--- START ---

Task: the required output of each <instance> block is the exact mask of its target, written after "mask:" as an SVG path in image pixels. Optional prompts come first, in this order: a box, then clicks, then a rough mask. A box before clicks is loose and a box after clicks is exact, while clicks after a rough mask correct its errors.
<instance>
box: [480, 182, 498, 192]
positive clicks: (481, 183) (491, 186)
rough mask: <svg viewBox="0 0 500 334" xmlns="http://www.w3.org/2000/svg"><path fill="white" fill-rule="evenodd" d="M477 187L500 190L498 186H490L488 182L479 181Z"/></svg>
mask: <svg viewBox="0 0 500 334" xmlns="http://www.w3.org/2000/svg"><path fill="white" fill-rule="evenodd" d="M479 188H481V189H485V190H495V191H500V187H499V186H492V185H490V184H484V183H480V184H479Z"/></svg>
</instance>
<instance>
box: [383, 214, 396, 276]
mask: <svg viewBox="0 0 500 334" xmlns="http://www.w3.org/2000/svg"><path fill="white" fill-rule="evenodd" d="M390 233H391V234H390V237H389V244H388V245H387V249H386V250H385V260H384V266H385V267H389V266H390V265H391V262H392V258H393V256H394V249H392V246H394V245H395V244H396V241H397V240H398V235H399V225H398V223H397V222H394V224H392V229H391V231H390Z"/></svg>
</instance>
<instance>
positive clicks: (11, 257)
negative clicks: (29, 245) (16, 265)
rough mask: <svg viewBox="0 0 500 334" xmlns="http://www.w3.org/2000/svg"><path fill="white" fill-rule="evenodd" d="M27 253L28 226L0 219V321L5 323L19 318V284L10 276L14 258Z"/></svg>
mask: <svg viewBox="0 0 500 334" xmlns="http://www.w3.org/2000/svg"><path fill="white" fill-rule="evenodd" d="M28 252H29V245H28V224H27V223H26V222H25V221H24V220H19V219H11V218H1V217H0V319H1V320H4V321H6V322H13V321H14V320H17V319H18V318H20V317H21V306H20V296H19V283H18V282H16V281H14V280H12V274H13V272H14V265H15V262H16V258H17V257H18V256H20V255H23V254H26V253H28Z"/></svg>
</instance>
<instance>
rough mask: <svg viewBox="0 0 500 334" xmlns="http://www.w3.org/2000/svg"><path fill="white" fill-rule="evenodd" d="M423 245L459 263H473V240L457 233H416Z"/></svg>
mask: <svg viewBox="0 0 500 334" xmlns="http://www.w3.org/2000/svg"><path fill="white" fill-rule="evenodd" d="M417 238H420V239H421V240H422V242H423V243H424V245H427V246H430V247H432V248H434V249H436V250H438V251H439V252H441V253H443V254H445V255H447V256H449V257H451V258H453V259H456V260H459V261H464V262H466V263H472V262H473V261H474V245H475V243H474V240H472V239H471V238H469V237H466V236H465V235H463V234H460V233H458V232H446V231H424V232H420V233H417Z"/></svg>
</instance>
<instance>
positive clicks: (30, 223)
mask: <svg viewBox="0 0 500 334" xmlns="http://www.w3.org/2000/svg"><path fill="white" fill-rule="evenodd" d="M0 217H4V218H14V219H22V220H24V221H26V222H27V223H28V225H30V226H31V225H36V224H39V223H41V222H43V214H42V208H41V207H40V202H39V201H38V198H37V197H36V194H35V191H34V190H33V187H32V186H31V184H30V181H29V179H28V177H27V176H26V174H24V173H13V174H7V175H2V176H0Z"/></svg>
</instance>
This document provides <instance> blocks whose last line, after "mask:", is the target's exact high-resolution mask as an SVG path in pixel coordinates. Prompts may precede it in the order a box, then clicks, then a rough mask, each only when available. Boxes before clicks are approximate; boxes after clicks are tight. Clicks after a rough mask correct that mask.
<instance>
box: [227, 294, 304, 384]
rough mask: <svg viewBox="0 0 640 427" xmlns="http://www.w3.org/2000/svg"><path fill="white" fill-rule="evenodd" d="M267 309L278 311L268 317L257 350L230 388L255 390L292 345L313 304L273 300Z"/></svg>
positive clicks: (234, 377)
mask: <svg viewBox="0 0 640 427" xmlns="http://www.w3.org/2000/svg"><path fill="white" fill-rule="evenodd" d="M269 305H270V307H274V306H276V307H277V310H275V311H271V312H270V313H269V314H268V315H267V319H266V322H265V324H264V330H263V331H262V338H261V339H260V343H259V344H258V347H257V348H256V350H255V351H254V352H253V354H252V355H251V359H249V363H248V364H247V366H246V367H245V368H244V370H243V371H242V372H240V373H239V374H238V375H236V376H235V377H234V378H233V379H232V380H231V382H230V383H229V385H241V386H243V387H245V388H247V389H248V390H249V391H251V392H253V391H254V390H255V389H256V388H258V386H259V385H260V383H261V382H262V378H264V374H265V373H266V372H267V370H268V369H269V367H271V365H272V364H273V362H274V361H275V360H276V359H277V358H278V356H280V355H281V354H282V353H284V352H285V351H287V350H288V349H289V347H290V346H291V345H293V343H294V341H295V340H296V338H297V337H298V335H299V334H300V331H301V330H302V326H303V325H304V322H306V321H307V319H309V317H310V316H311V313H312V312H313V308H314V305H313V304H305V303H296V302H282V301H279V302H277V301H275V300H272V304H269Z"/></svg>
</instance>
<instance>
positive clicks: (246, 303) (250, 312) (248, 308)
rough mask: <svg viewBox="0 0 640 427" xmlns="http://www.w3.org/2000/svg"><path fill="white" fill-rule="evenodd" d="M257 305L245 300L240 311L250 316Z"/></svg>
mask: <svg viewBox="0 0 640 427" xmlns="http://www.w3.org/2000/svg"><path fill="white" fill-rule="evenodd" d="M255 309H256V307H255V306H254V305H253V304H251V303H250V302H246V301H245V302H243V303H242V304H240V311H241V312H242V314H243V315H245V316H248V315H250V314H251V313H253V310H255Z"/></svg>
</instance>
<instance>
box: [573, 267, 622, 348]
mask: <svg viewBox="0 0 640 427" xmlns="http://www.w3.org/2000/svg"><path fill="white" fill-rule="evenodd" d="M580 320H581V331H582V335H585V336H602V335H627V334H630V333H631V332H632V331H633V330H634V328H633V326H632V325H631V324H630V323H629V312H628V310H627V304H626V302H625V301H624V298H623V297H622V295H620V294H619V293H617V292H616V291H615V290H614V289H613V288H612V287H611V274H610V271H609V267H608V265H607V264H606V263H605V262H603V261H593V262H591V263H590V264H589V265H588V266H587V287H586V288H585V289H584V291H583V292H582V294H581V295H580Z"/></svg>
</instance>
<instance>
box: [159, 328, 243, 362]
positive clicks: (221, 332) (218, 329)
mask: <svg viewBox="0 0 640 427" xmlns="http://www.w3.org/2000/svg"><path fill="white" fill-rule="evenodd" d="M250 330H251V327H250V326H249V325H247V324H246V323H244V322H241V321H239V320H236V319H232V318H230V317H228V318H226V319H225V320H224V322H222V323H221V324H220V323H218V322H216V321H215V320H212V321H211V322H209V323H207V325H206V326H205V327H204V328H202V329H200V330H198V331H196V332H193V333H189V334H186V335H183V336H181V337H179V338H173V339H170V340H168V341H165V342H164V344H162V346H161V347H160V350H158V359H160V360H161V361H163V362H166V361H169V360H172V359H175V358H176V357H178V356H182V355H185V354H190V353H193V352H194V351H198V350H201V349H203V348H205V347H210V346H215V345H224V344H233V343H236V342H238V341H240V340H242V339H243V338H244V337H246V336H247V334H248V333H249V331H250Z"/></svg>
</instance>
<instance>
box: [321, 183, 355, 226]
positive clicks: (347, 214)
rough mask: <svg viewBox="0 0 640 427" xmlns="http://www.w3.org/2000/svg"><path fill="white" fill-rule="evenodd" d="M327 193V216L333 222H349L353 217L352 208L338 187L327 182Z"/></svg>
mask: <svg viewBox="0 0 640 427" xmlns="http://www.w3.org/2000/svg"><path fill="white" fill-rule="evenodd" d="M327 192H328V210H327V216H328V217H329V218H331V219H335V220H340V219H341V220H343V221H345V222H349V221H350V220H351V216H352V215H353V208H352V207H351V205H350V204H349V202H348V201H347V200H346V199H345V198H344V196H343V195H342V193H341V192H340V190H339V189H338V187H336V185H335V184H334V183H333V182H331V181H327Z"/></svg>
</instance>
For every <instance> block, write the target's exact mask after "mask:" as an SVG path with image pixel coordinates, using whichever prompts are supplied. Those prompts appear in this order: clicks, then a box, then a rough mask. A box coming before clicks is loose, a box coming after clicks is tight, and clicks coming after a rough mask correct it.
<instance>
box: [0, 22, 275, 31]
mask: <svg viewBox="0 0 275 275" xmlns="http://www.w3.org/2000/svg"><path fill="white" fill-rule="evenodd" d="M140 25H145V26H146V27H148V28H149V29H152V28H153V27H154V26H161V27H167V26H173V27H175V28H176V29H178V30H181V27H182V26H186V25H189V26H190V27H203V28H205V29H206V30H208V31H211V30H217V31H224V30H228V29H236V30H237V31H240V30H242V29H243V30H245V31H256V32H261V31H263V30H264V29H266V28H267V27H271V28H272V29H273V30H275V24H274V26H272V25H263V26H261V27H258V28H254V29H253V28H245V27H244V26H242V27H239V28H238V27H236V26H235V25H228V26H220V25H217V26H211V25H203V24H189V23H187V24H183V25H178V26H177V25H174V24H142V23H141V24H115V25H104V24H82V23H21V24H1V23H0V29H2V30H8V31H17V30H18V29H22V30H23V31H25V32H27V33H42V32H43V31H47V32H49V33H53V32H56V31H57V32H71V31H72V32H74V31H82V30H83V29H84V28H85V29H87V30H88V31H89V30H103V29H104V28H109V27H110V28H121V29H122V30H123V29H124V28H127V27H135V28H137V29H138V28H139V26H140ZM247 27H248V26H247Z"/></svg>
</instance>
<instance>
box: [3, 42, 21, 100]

--- END ---

ASSIGNMENT —
How many lines in the material above contain the word "coordinates"? Reply with the number alone.

EXERCISE RESPONSE —
2